Reproduce every line of the records below, requests included, but multiply each coordinate value in the answers by 0.6 and round the result to the nearest whole number, with halves rounded up. Leave the numbers in the requests and their format descriptions unchanged.

•••••

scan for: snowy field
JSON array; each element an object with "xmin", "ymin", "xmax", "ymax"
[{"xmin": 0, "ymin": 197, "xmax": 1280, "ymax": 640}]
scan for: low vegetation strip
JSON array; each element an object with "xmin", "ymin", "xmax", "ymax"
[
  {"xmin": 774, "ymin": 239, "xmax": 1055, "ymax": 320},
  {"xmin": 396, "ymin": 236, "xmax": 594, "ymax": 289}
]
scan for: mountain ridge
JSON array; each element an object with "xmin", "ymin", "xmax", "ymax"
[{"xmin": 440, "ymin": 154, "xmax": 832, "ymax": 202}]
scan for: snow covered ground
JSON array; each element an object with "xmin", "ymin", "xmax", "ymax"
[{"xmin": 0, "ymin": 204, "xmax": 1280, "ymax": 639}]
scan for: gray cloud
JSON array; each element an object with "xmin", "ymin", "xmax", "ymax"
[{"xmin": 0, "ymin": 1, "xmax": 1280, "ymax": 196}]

•••••

*Finished task:*
scan for: snowy field
JSON array; each element an object with "xmin", "ymin", "xmax", "ymax"
[{"xmin": 0, "ymin": 118, "xmax": 768, "ymax": 384}]
scan for: low vegetation strip
JSON array; each element an object with "xmin", "ymin", "xmax", "ymax"
[
  {"xmin": 464, "ymin": 143, "xmax": 633, "ymax": 192},
  {"xmin": 238, "ymin": 142, "xmax": 356, "ymax": 173}
]
scan for: mountain ridge
JSON array; each element an object with "xmin", "ymin", "xmax", "ymax"
[{"xmin": 264, "ymin": 92, "xmax": 499, "ymax": 121}]
scan for: snow covered ground
JSON array; each element an object with "xmin", "ymin", "xmax", "ymax"
[{"xmin": 0, "ymin": 122, "xmax": 768, "ymax": 383}]
scan for: gray cloud
JSON array; each element an object with "xmin", "ymin", "xmax", "ymax"
[{"xmin": 0, "ymin": 1, "xmax": 768, "ymax": 118}]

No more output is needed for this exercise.